DIRECTION: Copy the entries below verbatim, from the line with "row: green metal wall" to the line with "333], [767, 328]]", both included, and give only those lines.
— Start of TASK MATERIAL —
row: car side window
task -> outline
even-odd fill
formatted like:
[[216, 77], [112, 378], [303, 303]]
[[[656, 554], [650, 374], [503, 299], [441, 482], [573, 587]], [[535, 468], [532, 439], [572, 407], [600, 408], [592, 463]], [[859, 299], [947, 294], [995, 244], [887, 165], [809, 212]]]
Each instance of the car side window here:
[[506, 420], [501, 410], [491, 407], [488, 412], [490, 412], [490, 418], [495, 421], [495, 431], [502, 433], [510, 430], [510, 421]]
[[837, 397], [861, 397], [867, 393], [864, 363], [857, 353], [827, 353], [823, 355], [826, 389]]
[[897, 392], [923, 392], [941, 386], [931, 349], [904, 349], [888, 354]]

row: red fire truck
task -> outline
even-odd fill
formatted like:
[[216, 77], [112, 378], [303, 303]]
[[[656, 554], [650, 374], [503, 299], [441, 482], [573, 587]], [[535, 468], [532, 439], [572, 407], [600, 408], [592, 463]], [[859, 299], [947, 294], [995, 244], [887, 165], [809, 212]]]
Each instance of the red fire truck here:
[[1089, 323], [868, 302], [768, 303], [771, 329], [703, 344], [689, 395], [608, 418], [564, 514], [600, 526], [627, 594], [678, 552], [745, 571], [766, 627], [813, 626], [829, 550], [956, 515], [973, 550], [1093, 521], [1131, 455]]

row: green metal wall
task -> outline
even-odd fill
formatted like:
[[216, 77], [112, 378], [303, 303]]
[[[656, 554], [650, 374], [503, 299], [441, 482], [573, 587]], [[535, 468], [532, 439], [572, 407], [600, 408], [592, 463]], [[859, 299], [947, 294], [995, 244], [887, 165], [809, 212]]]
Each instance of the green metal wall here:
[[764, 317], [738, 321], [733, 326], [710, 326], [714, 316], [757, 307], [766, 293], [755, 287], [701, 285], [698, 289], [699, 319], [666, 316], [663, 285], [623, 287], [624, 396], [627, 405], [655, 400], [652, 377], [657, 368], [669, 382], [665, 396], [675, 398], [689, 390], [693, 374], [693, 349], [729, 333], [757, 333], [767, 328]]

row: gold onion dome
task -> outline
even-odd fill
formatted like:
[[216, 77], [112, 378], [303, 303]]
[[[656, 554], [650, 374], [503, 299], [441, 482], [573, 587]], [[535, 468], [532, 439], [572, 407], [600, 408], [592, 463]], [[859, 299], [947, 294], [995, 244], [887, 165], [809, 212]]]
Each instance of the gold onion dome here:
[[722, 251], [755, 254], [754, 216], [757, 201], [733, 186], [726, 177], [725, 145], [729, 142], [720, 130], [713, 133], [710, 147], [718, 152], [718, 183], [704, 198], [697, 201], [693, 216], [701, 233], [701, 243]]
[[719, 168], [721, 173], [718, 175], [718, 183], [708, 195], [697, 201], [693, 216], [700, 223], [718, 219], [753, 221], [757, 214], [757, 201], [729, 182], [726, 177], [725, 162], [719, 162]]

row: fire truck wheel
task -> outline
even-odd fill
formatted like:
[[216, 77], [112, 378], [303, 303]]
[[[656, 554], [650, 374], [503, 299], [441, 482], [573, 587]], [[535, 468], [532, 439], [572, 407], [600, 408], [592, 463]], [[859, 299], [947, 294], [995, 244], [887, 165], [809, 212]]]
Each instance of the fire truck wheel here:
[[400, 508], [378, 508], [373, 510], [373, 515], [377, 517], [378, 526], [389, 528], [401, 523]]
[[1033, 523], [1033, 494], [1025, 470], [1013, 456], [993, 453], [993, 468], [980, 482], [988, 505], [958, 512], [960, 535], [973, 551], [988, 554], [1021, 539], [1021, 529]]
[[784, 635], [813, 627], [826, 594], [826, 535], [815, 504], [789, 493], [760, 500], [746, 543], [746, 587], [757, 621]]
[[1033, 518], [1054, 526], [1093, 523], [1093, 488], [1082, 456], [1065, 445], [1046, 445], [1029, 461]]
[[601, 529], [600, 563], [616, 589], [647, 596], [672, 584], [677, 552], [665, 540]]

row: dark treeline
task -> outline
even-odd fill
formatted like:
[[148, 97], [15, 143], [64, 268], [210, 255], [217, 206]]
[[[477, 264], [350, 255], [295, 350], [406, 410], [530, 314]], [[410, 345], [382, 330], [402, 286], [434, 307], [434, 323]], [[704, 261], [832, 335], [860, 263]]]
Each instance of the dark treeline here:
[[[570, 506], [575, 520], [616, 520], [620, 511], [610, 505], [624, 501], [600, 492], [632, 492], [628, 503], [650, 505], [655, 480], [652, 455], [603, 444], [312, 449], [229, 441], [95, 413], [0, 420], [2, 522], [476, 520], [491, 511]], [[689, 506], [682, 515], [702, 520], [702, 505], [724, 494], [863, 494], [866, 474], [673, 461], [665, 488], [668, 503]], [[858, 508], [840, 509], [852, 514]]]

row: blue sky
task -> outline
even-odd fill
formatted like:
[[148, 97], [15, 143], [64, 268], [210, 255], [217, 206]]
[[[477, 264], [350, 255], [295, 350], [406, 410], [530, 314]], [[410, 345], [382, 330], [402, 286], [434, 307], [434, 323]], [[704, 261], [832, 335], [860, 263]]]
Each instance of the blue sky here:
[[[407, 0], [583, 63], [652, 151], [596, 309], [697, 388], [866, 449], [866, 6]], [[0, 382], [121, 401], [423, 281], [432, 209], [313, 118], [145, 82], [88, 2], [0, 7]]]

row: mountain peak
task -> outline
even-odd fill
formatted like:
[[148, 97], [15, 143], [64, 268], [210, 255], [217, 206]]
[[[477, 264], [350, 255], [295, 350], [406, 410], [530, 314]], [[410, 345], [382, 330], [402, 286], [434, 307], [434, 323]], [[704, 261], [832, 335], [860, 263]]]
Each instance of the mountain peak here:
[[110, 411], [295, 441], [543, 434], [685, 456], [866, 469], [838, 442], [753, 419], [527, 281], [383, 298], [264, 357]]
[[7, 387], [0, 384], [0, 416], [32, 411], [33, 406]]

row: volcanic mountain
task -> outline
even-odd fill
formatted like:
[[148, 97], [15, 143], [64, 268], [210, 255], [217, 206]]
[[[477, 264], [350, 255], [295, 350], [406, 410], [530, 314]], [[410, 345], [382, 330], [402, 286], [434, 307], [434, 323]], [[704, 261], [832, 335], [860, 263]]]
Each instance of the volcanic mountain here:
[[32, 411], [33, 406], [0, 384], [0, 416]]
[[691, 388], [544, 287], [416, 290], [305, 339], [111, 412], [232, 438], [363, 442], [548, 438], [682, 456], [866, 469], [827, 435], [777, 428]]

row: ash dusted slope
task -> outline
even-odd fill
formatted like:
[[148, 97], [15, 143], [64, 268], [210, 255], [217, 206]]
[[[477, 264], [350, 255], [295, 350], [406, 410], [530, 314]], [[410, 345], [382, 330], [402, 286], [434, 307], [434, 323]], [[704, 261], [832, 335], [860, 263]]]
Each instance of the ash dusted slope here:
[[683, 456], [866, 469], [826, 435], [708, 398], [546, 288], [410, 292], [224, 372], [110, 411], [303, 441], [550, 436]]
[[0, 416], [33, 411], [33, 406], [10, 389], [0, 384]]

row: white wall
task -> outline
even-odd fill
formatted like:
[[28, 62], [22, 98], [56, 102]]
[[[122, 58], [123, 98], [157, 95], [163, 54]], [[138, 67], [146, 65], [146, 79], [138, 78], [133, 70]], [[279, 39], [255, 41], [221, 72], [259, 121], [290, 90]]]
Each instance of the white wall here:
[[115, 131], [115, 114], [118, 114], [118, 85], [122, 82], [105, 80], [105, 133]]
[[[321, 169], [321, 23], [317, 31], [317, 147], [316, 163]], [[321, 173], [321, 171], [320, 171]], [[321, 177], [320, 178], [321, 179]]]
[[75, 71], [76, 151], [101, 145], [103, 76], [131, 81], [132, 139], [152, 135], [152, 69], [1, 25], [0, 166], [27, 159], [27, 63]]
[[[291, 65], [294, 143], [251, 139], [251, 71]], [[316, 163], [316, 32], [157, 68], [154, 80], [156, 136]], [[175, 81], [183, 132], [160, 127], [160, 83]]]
— End of TASK MATERIAL —
THE REPLY:
row: green metal wall
task -> outline
even-odd fill
formatted like:
[[216, 77], [112, 378], [303, 303]]
[[[656, 554], [650, 374], [503, 299], [441, 482], [573, 587]], [[535, 468], [532, 439], [572, 407], [600, 408], [592, 463]], [[859, 299], [947, 294], [995, 244], [887, 165], [809, 212]]]
Each instance of the green metal wall here:
[[764, 317], [738, 321], [733, 326], [710, 326], [714, 316], [757, 307], [766, 293], [755, 287], [701, 285], [698, 289], [699, 319], [666, 316], [663, 285], [623, 287], [624, 396], [627, 405], [655, 400], [652, 377], [657, 368], [669, 382], [665, 396], [675, 398], [689, 390], [693, 374], [693, 349], [729, 333], [757, 333], [767, 328]]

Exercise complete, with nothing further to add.